# EXTRACTED TEXT:
################

In the Objection he filed on behalf of Plaintiff, LaFay informed the Court that, as a result of billing errors, 27 hours that were included in his total requested amount in Plaintiff's Motion for LaFay's Attorney's Fees should not have been claimed and should be withdrawn. Doc. 193, p. 2. Thus, he seeks attorney's fees for 523.3 hours rather than the 550.3 hours he previously requested. Id.

Plaintiff does not, however, object to the $300 hourly rate recommended by the Magistrate Judge for LaFay. Doc. 193, p. 11. As the Court agrees with the Magistrate Judge's recommendation on this point, the Court finds that $300 is a reasonable hourly rate for LaFay.

Pursuant to 42 U.S.C. § 1988(b), the Court may award a reasonable attorney's fee to the prevailing party in a Section 1983 action. In this case, the Magistrate Judge determined that Plaintiff was the "prevailing party" because she was awarded "at least some relief on the merits" of her claims. Doc. 191, p. 8 (quoting Buckhannon Bd. & Care Home, Inc. v. W. Va. Dep't of Health & Human Res., 532 U.S. 598, 603 (2001)). No party has objected to this determination, and the Court agrees that Plaintiff may be awarded a reasonable attorney's fee on this basis.

################

# PROVIDED RECORDS:
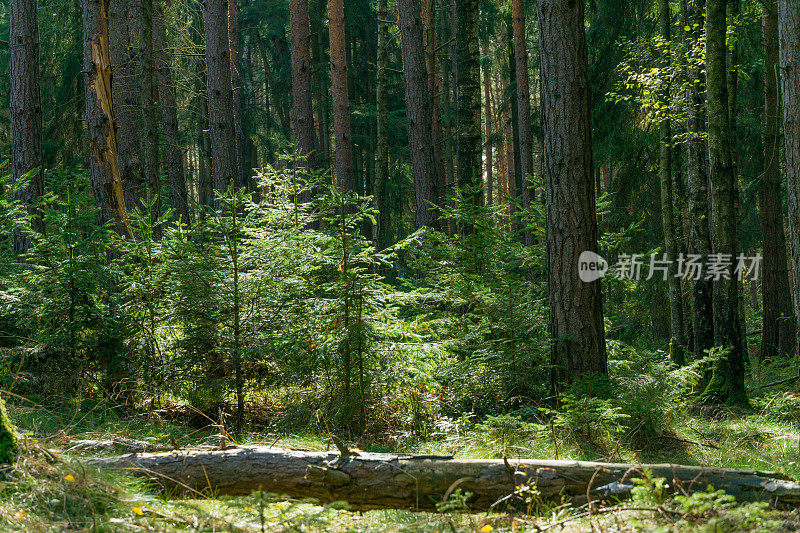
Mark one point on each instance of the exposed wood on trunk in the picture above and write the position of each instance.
(26, 114)
(376, 481)
(104, 168)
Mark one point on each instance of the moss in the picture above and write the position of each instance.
(9, 440)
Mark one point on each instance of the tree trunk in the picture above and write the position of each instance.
(103, 164)
(341, 102)
(301, 83)
(141, 15)
(778, 323)
(487, 125)
(173, 153)
(382, 166)
(125, 96)
(698, 212)
(384, 481)
(224, 168)
(789, 37)
(468, 84)
(523, 102)
(242, 162)
(576, 309)
(727, 381)
(418, 113)
(26, 115)
(677, 341)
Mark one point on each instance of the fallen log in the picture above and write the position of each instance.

################

# STATED TASK:
Pull out the passage of the attorney's fee ruling that starts with "Pursuant to 42" and goes on through "on this basis.", copying it word for word.

# SOLUTION TO THE EXERCISE:
Pursuant to 42 U.S.C. § 1988(b), the Court may award a reasonable attorney's fee to the prevailing party in a Section 1983 action. In this case, the Magistrate Judge determined that Plaintiff was the "prevailing party" because she was awarded "at least some relief on the merits" of her claims. Doc. 191, p. 8 (quoting Buckhannon Bd. & Care Home, Inc. v. W. Va. Dep't of Health & Human Res., 532 U.S. 598, 603 (2001)). No party has objected to this determination, and the Court agrees that Plaintiff may be awarded a reasonable attorney's fee on this basis.